■ Prompt
Only lines with the word "food" belong in the answer; copy them from the records below.

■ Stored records
************

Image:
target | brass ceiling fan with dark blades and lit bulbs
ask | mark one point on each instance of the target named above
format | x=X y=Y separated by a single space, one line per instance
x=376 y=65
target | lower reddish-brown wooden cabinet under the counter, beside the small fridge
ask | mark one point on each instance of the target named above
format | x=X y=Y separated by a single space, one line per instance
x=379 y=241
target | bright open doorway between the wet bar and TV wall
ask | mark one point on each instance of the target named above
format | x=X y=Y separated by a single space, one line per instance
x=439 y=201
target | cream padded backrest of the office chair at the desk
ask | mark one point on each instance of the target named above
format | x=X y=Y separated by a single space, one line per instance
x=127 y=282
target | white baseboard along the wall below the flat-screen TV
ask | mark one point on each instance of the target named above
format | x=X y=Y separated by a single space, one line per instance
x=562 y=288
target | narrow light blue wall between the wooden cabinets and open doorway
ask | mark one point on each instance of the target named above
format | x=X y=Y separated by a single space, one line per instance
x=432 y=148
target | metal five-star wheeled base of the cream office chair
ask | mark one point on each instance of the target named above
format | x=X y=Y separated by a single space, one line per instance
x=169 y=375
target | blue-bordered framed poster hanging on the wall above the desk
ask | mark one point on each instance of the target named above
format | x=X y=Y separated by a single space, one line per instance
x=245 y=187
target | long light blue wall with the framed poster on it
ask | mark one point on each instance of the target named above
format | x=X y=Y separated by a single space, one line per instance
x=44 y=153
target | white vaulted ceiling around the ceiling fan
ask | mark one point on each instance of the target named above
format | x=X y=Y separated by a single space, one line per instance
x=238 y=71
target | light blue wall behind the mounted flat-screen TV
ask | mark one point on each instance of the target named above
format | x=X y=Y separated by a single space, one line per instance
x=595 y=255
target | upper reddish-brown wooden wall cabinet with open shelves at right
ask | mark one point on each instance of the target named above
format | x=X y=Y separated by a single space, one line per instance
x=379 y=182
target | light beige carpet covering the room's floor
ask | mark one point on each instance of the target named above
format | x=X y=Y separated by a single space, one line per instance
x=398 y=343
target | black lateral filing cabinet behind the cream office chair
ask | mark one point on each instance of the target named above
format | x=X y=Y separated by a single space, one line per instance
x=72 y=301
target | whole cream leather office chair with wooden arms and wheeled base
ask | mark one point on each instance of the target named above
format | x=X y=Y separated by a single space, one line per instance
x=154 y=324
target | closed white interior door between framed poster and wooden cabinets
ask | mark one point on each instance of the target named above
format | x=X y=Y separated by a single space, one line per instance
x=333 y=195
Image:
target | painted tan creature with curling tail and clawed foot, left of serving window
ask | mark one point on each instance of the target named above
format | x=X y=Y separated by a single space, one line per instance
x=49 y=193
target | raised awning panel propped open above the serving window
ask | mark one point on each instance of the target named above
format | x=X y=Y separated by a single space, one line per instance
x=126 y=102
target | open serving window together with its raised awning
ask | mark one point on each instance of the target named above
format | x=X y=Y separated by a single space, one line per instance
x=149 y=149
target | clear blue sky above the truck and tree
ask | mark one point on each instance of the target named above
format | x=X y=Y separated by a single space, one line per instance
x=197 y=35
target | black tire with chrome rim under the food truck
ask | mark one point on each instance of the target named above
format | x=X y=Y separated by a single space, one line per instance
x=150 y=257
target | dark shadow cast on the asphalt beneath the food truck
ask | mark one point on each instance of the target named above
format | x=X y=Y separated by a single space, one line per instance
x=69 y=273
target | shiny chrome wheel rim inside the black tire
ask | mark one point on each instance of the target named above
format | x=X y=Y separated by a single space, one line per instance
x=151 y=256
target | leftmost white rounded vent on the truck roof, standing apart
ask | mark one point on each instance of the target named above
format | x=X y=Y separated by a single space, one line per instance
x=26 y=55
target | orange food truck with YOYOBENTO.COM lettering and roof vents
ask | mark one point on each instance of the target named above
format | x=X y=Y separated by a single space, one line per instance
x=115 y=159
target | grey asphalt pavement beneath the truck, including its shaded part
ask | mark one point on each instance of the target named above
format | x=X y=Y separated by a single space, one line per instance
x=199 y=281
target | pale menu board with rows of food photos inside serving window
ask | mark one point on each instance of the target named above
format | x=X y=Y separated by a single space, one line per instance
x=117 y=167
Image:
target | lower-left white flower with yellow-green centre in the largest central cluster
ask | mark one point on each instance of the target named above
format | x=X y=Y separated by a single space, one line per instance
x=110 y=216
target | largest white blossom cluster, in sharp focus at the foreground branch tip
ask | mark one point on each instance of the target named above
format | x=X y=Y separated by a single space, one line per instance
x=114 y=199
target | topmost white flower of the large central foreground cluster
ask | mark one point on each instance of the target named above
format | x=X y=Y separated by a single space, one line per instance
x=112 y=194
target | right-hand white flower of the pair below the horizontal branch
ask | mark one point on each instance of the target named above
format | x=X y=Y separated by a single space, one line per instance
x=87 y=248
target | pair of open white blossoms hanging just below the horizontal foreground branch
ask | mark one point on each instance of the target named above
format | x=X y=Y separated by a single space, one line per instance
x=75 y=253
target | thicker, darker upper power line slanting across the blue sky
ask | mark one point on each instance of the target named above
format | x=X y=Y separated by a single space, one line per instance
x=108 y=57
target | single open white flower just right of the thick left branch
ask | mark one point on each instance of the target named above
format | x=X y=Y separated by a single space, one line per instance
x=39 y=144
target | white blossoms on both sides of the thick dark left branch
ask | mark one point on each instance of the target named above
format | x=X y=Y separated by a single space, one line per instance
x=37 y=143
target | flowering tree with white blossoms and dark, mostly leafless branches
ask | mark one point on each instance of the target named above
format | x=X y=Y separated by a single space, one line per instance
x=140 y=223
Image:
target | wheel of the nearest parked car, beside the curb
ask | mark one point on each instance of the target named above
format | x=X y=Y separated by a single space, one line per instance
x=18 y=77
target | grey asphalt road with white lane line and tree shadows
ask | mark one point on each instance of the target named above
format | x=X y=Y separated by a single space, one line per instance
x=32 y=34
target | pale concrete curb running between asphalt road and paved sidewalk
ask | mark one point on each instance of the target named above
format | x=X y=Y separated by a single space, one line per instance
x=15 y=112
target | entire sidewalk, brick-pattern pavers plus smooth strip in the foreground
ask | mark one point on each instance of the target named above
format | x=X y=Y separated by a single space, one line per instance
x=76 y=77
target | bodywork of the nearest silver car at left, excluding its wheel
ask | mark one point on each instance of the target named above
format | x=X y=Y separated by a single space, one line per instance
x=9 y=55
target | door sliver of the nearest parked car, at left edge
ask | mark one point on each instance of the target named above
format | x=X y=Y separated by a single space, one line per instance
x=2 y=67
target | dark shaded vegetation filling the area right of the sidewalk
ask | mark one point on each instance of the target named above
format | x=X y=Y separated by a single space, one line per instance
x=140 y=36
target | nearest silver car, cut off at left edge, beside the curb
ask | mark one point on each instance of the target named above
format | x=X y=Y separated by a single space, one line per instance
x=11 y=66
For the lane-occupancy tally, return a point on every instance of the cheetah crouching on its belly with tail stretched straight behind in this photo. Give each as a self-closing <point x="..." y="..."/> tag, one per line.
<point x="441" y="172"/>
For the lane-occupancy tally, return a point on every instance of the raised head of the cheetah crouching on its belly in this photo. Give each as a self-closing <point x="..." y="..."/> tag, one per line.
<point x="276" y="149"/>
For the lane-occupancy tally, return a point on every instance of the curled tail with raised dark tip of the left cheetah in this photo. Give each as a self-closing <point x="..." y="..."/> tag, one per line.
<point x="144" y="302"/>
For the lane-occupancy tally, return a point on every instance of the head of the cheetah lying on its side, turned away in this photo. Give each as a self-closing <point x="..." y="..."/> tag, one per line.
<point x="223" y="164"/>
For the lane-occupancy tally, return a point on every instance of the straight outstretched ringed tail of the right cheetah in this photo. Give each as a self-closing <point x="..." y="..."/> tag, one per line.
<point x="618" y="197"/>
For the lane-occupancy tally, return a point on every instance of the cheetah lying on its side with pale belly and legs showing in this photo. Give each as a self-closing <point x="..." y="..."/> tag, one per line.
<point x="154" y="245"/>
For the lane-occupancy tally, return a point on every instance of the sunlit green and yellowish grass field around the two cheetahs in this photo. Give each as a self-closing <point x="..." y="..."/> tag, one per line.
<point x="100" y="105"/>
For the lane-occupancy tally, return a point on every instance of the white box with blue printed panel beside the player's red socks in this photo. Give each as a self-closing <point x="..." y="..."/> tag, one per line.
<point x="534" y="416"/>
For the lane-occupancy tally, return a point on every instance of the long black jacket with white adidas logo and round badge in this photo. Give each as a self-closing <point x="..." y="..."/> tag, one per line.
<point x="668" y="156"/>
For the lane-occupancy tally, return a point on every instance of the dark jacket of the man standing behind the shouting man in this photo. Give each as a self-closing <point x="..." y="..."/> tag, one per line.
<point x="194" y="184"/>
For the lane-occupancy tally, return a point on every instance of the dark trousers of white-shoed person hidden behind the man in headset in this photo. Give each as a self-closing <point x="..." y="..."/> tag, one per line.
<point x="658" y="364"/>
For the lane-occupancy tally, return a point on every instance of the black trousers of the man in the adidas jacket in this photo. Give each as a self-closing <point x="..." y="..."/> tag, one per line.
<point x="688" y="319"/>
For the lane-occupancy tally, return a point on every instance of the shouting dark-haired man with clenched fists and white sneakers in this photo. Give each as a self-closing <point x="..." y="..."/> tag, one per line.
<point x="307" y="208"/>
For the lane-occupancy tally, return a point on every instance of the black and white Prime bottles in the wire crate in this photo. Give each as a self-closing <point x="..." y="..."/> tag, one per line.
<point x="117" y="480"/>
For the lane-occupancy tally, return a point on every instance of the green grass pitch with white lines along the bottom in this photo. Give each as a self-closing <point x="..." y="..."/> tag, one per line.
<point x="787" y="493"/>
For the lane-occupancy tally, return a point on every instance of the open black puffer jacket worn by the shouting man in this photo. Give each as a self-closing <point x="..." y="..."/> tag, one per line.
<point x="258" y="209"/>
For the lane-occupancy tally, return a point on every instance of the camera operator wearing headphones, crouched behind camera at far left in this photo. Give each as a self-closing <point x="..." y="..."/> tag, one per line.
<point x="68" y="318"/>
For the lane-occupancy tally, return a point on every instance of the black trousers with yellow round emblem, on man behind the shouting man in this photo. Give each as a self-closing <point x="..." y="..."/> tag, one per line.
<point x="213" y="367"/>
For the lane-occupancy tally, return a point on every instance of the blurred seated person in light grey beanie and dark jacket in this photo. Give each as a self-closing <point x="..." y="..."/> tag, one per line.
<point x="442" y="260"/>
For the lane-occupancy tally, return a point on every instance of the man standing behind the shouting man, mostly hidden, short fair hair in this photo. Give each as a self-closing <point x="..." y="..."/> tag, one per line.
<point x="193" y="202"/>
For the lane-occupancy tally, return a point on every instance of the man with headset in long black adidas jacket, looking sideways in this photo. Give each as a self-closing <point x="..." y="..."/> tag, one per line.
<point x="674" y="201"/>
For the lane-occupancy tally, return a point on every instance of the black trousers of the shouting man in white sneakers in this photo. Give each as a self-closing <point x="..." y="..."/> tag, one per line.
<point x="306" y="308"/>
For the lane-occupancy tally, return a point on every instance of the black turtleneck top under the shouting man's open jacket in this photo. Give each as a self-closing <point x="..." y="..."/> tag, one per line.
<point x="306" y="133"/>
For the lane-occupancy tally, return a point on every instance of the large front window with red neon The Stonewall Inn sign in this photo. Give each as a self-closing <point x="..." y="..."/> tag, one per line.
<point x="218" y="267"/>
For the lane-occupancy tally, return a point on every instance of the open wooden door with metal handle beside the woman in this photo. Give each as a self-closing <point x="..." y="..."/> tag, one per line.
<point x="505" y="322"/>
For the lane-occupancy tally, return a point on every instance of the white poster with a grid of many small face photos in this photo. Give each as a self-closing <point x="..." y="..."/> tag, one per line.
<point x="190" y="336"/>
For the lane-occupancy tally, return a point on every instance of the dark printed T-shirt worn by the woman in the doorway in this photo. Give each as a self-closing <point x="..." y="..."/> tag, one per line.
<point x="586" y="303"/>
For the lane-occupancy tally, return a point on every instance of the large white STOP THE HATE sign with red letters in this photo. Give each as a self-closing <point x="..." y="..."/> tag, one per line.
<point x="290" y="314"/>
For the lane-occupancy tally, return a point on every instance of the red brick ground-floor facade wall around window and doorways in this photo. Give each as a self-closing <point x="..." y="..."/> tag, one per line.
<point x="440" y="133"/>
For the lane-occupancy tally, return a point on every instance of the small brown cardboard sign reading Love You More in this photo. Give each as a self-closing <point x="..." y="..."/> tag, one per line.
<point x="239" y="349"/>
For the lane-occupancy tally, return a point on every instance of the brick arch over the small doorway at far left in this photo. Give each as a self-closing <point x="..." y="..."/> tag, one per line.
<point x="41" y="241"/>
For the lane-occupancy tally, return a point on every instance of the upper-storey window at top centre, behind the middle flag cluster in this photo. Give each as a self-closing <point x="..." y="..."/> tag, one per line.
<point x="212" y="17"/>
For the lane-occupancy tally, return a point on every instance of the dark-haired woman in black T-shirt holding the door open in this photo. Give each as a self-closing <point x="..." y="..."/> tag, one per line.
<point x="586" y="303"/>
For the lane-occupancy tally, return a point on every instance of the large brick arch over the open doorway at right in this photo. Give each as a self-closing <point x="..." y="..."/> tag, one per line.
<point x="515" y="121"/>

************

■ Task response
target | black tire with chrome rim under the food truck
target | dark shadow cast on the asphalt beneath the food truck
target | orange food truck with YOYOBENTO.COM lettering and roof vents
target | pale menu board with rows of food photos inside serving window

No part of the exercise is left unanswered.